───── Selection ─────

# Merry Christmas!



## oldognewtrick (Dec 23, 2015)

From all of us at House Repair Talk, we'd like to wish everyone a very Merry Christmas! &#127876;


----------



## inspectorD (Dec 23, 2015)

Merry Christmas!!:beer::beer:


----------



## Chris (Dec 23, 2015)

Merry Christmas!

Why do I have a nasty cold?


----------



## oldognewtrick (Dec 23, 2015)

You have children.


----------



## Admin (Dec 23, 2015)

Merry Christmas.   And don't blow away if you're in the path of the predicted severe weather.


----------



## nealtw (Dec 23, 2015)

And a happy humbug to all.:


----------



## havasu (Dec 23, 2015)

Merry Christmas friends!


----------



## nealtw (Dec 23, 2015)

Chris said:


> Merry Christmas!
> 
> Why do I have a nasty cold?



from burning those nasty heaters.:hide:


----------



## Chris (Dec 23, 2015)

Could be but I'm sticking with blaming kids.


----------



## nealtw (Dec 23, 2015)

Up here we just get one cold a year, it lasts 12 months.


----------



## Chris (Dec 23, 2015)

I wouldn't care if I wasn't working 12 hour days.

───── Extracted data ─────

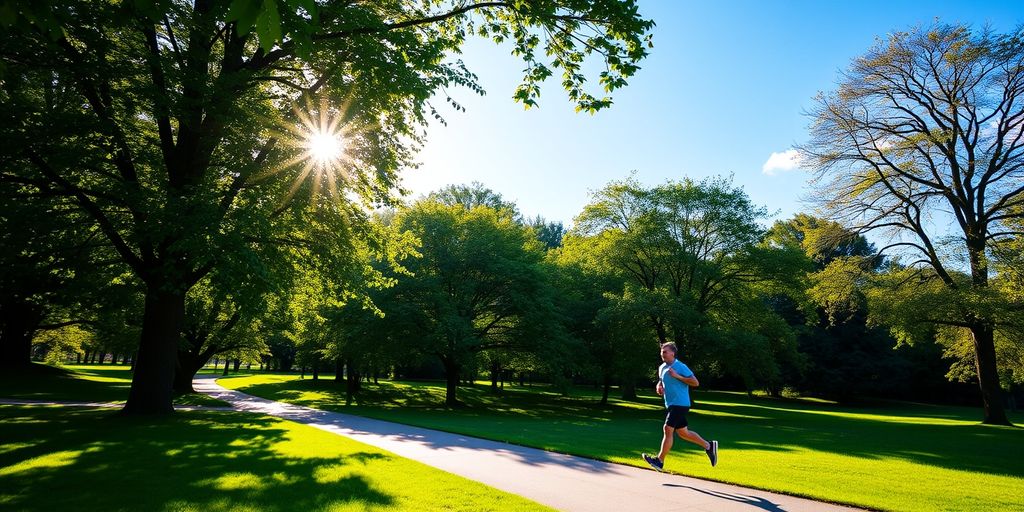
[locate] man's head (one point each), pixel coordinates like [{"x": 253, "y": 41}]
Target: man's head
[{"x": 669, "y": 352}]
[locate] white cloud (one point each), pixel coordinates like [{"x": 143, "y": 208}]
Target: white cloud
[{"x": 781, "y": 162}]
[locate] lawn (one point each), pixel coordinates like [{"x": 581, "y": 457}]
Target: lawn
[
  {"x": 890, "y": 456},
  {"x": 81, "y": 383},
  {"x": 81, "y": 459}
]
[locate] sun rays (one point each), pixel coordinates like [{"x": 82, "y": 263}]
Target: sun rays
[{"x": 323, "y": 138}]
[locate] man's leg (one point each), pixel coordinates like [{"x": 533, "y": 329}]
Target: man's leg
[
  {"x": 691, "y": 436},
  {"x": 666, "y": 443}
]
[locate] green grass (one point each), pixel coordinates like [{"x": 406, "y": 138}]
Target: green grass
[
  {"x": 892, "y": 456},
  {"x": 81, "y": 383},
  {"x": 79, "y": 459}
]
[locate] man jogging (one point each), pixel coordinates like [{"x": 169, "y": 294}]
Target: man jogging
[{"x": 674, "y": 384}]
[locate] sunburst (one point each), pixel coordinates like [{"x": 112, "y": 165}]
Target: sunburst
[{"x": 324, "y": 141}]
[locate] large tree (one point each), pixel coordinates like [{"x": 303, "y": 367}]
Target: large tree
[
  {"x": 194, "y": 123},
  {"x": 478, "y": 286},
  {"x": 923, "y": 142},
  {"x": 694, "y": 268}
]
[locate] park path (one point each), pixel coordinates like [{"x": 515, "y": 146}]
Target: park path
[{"x": 561, "y": 481}]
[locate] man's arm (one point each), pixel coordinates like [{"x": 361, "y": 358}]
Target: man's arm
[{"x": 689, "y": 381}]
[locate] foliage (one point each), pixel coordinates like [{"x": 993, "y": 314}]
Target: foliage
[
  {"x": 924, "y": 123},
  {"x": 695, "y": 271},
  {"x": 476, "y": 286},
  {"x": 178, "y": 128}
]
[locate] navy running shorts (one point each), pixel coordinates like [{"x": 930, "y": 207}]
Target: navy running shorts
[{"x": 677, "y": 417}]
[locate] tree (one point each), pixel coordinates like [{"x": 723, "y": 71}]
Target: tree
[
  {"x": 550, "y": 233},
  {"x": 477, "y": 286},
  {"x": 475, "y": 195},
  {"x": 924, "y": 123},
  {"x": 695, "y": 270},
  {"x": 196, "y": 119}
]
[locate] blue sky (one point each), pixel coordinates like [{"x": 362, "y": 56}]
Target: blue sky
[{"x": 725, "y": 87}]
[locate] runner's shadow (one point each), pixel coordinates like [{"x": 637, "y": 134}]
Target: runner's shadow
[{"x": 753, "y": 501}]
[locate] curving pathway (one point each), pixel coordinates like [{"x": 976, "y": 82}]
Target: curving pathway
[{"x": 561, "y": 481}]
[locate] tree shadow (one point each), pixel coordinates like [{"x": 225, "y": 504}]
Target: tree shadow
[
  {"x": 753, "y": 501},
  {"x": 72, "y": 459},
  {"x": 930, "y": 435}
]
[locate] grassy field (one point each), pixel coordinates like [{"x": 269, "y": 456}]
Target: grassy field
[
  {"x": 54, "y": 459},
  {"x": 81, "y": 383},
  {"x": 891, "y": 457}
]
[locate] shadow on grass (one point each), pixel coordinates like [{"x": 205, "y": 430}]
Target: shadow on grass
[
  {"x": 86, "y": 460},
  {"x": 42, "y": 382},
  {"x": 753, "y": 501},
  {"x": 945, "y": 437}
]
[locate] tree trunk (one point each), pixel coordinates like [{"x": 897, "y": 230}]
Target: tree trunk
[
  {"x": 350, "y": 381},
  {"x": 18, "y": 324},
  {"x": 452, "y": 370},
  {"x": 184, "y": 372},
  {"x": 988, "y": 378},
  {"x": 153, "y": 381}
]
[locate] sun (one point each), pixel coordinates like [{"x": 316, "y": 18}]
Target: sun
[{"x": 325, "y": 148}]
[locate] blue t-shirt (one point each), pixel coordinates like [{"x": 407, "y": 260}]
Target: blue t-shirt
[{"x": 676, "y": 392}]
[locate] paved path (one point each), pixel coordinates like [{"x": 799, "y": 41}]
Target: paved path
[{"x": 561, "y": 481}]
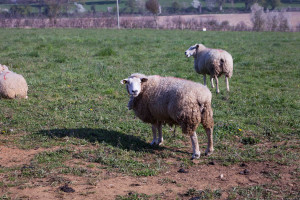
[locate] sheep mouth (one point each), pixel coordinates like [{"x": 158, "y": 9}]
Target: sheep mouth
[{"x": 134, "y": 95}]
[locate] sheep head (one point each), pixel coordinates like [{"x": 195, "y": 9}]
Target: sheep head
[
  {"x": 192, "y": 51},
  {"x": 134, "y": 84},
  {"x": 3, "y": 68}
]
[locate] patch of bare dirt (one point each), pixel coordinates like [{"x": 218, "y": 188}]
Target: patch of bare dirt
[
  {"x": 169, "y": 185},
  {"x": 13, "y": 156}
]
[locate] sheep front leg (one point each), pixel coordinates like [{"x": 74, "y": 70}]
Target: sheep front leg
[
  {"x": 217, "y": 85},
  {"x": 154, "y": 134},
  {"x": 227, "y": 83},
  {"x": 195, "y": 144},
  {"x": 204, "y": 79},
  {"x": 160, "y": 139},
  {"x": 212, "y": 82},
  {"x": 210, "y": 144}
]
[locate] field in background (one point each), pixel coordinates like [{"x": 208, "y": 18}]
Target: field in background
[{"x": 75, "y": 130}]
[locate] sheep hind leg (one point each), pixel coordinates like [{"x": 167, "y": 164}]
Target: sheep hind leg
[
  {"x": 210, "y": 144},
  {"x": 154, "y": 127},
  {"x": 195, "y": 144},
  {"x": 227, "y": 83}
]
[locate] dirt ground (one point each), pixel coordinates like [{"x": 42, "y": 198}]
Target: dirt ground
[{"x": 170, "y": 184}]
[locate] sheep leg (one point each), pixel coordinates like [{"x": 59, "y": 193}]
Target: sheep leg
[
  {"x": 212, "y": 82},
  {"x": 195, "y": 144},
  {"x": 154, "y": 134},
  {"x": 204, "y": 79},
  {"x": 217, "y": 84},
  {"x": 210, "y": 144},
  {"x": 160, "y": 139},
  {"x": 227, "y": 83}
]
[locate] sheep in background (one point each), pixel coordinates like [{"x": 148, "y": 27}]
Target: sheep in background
[
  {"x": 214, "y": 62},
  {"x": 167, "y": 100},
  {"x": 12, "y": 85},
  {"x": 3, "y": 68}
]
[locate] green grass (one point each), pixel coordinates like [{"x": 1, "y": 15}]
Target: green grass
[{"x": 76, "y": 99}]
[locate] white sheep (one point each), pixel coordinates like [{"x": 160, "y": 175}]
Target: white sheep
[
  {"x": 12, "y": 85},
  {"x": 214, "y": 62},
  {"x": 167, "y": 100}
]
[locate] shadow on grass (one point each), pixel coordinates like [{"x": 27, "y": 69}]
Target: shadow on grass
[{"x": 114, "y": 138}]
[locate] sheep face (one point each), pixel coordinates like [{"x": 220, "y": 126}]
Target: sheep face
[
  {"x": 192, "y": 50},
  {"x": 134, "y": 85},
  {"x": 3, "y": 68}
]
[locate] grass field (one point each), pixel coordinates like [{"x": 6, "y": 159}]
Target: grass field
[{"x": 75, "y": 125}]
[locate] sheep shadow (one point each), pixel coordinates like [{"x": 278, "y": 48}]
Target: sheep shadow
[
  {"x": 114, "y": 138},
  {"x": 111, "y": 137}
]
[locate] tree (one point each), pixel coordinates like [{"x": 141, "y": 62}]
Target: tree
[
  {"x": 132, "y": 4},
  {"x": 197, "y": 4},
  {"x": 210, "y": 4},
  {"x": 154, "y": 7},
  {"x": 20, "y": 10},
  {"x": 176, "y": 6},
  {"x": 220, "y": 4},
  {"x": 93, "y": 9}
]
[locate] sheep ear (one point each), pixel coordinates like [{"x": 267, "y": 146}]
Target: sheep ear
[
  {"x": 124, "y": 81},
  {"x": 144, "y": 79}
]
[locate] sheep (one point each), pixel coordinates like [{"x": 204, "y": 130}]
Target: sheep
[
  {"x": 214, "y": 62},
  {"x": 168, "y": 100},
  {"x": 12, "y": 85}
]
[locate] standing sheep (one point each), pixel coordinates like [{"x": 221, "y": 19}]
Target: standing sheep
[
  {"x": 167, "y": 100},
  {"x": 214, "y": 62},
  {"x": 12, "y": 85}
]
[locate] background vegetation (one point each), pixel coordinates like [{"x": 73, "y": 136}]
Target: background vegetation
[{"x": 33, "y": 8}]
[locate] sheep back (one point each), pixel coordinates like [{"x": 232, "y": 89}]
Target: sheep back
[
  {"x": 214, "y": 62},
  {"x": 12, "y": 85},
  {"x": 173, "y": 101}
]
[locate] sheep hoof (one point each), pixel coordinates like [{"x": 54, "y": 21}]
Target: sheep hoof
[
  {"x": 159, "y": 142},
  {"x": 195, "y": 156},
  {"x": 208, "y": 152}
]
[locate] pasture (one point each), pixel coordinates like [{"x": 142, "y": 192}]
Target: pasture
[{"x": 75, "y": 128}]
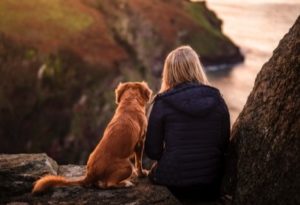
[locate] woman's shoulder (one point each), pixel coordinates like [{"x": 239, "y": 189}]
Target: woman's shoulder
[{"x": 188, "y": 89}]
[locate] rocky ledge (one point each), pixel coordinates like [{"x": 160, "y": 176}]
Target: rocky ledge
[{"x": 19, "y": 171}]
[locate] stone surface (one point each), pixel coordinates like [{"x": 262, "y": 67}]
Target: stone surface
[
  {"x": 18, "y": 172},
  {"x": 264, "y": 163}
]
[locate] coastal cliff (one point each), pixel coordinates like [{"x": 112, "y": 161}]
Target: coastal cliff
[
  {"x": 263, "y": 165},
  {"x": 263, "y": 160},
  {"x": 60, "y": 61}
]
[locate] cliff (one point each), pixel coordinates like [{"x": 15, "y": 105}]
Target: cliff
[
  {"x": 263, "y": 160},
  {"x": 263, "y": 165},
  {"x": 18, "y": 172},
  {"x": 61, "y": 59}
]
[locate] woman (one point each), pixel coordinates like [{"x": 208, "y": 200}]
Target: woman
[{"x": 188, "y": 129}]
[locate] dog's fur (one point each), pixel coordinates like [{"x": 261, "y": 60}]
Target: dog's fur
[{"x": 109, "y": 164}]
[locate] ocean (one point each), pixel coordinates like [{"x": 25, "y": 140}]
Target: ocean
[{"x": 256, "y": 26}]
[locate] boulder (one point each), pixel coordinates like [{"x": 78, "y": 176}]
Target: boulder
[
  {"x": 18, "y": 172},
  {"x": 264, "y": 158}
]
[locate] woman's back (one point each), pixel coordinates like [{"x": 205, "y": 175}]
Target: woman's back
[{"x": 188, "y": 133}]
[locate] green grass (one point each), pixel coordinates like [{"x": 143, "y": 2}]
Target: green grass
[
  {"x": 42, "y": 18},
  {"x": 208, "y": 41}
]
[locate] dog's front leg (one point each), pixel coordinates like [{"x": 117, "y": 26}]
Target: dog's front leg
[{"x": 139, "y": 148}]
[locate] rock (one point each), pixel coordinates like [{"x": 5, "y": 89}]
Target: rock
[
  {"x": 264, "y": 160},
  {"x": 60, "y": 87},
  {"x": 18, "y": 172},
  {"x": 14, "y": 167}
]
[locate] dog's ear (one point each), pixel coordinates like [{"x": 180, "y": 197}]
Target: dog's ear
[
  {"x": 119, "y": 91},
  {"x": 145, "y": 91}
]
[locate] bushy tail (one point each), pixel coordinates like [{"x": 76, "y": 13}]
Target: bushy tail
[{"x": 51, "y": 181}]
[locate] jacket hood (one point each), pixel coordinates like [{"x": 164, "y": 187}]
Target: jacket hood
[{"x": 192, "y": 99}]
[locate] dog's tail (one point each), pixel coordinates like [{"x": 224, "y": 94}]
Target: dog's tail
[{"x": 52, "y": 181}]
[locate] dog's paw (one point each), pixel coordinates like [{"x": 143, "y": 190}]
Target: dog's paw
[{"x": 143, "y": 173}]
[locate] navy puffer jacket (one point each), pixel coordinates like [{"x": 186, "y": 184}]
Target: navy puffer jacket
[{"x": 188, "y": 132}]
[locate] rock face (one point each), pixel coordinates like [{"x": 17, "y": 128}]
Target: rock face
[
  {"x": 18, "y": 172},
  {"x": 60, "y": 61},
  {"x": 265, "y": 150}
]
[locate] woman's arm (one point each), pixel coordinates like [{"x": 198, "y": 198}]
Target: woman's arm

─────

**Work required**
Please quote the Christmas forum thread in full, word for word. The data plays no part in what is asked here.

**Completed task**
# Merry Christmas!



## oldognewtrick (Dec 23, 2015)

From all of us at House Repair Talk, we'd like to wish everyone a very Merry Christmas! &#127876;


----------



## inspectorD (Dec 23, 2015)

Merry Christmas!!:beer::beer:


----------



## Chris (Dec 23, 2015)

Merry Christmas!

Why do I have a nasty cold?


----------



## oldognewtrick (Dec 23, 2015)

You have children.


----------



## Admin (Dec 23, 2015)

Merry Christmas.   And don't blow away if you're in the path of the predicted severe weather.


----------



## nealtw (Dec 23, 2015)

And a happy humbug to all.:


----------



## havasu (Dec 23, 2015)

Merry Christmas friends!


----------



## nealtw (Dec 23, 2015)

Chris said:


> Merry Christmas!
> 
> Why do I have a nasty cold?



from burning those nasty heaters.:hide:


----------



## Chris (Dec 23, 2015)

Could be but I'm sticking with blaming kids.


----------



## nealtw (Dec 23, 2015)

Up here we just get one cold a year, it lasts 12 months.


----------



## Chris (Dec 23, 2015)

I wouldn't care if I wasn't working 12 hour days.